-- Opening Marker --

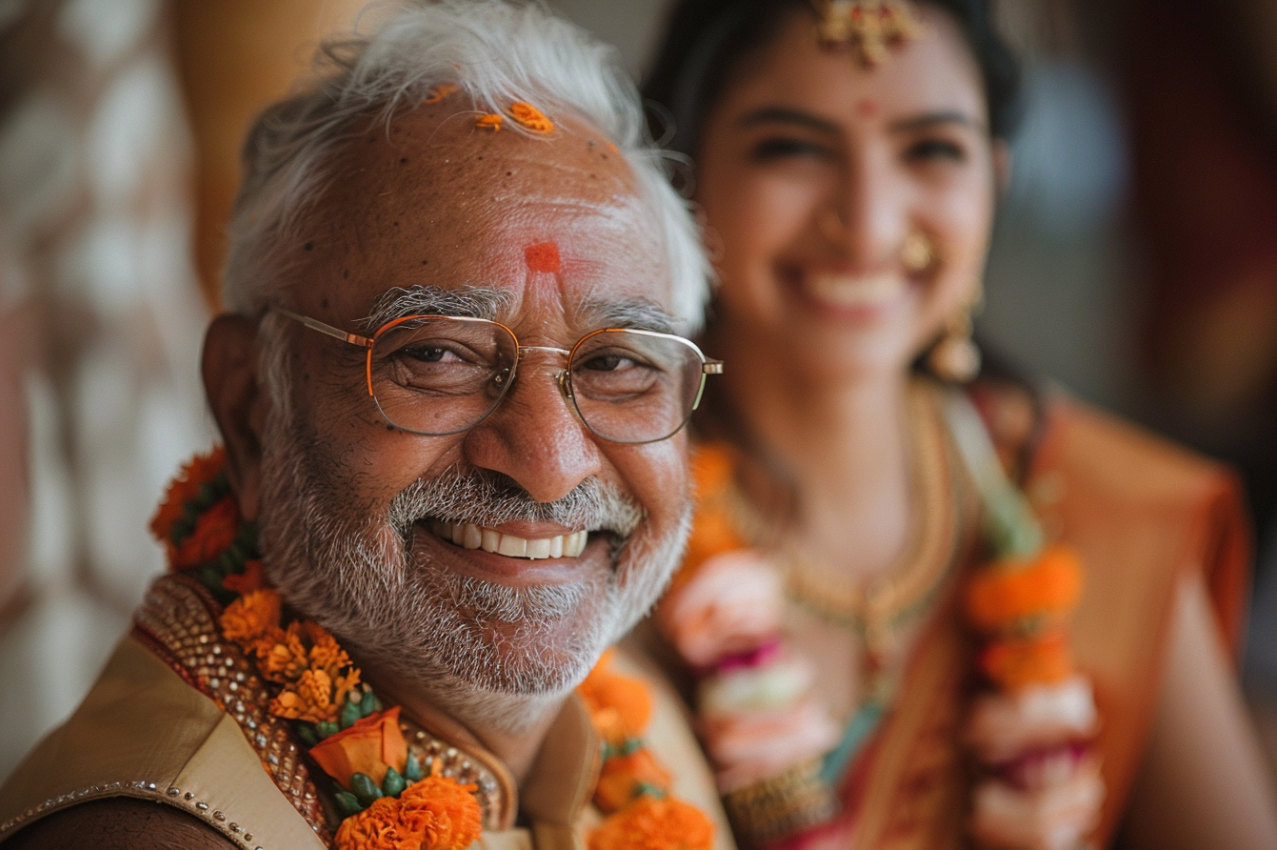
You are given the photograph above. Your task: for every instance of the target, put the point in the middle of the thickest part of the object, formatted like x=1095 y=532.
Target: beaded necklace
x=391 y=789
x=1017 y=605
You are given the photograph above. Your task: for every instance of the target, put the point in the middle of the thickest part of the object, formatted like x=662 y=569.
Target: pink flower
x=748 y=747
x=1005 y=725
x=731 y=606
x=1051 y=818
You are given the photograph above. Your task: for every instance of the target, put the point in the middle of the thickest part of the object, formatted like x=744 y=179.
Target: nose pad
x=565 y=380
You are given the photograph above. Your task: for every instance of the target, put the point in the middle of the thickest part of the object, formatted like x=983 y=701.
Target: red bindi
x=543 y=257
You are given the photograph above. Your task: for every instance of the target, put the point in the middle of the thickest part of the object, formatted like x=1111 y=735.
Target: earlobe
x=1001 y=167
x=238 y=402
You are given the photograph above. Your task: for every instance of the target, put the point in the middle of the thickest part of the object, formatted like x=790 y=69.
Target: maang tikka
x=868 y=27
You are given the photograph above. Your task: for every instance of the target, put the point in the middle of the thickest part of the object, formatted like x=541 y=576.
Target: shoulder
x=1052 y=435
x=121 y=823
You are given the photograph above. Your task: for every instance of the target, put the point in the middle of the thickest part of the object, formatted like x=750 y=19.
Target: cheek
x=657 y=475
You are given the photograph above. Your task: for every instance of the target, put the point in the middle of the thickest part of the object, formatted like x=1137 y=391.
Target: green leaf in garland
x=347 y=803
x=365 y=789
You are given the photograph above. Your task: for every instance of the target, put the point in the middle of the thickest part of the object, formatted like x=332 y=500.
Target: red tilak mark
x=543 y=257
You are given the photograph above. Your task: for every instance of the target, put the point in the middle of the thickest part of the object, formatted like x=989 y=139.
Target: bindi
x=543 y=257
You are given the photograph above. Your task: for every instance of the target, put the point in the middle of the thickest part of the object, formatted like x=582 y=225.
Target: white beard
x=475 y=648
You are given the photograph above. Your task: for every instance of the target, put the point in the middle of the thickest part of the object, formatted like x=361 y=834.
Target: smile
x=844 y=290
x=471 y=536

-- Closing Marker --

§ WORK TASK: The lines from the one holding "like x=332 y=500." to the last line of the entries, both included: retype them exactly and give nothing else.

§ THE ANSWER:
You are given the photograph above. Your task: for every instance of the target, put the point in the middle of the thickest part of the object, formatted like x=332 y=500.
Target: red tilak mark
x=543 y=257
You are given the photograph above. Your task: for every instance of the target, put the point in the middle of the thickest part of the object, formatted like x=989 y=139.
Target: bindi
x=543 y=257
You are given the photograph above. Your task: for every instance of the target, put the point in the middle of the thickest part of the object, formatted like x=582 y=225.
Target: white beard
x=475 y=648
You are given the photograph above. Your task: for every instance of the target, put the point in the middle of the thickest part of the object, formatted like x=361 y=834.
Target: smile
x=844 y=290
x=471 y=536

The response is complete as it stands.